» **ZU ERLEDIGEN**: Bearbeite die folgenden Einträge: Schreib sie erneut ab und ersetze dabei überall "Return value" durch "Output". Alles andere bleibt unverändert.

» **GEGEBENE EINTRÄGE**:

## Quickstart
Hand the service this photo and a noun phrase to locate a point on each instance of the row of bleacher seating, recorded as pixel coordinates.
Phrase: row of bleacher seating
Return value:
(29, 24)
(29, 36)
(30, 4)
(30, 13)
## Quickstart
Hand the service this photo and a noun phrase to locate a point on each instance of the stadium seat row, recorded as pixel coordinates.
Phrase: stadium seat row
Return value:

» **LÖSUNG**:
## Quickstart
Hand the service this photo and a noun phrase to locate a point on each instance of the row of bleacher seating, recorded as pixel coordinates.
Phrase: row of bleacher seating
Output:
(29, 24)
(29, 36)
(30, 4)
(30, 13)
## Quickstart
Hand the service this photo and a noun phrase to locate a point on each instance of the stadium seat row, recorded as pixel coordinates.
Phrase: stadium seat row
Output:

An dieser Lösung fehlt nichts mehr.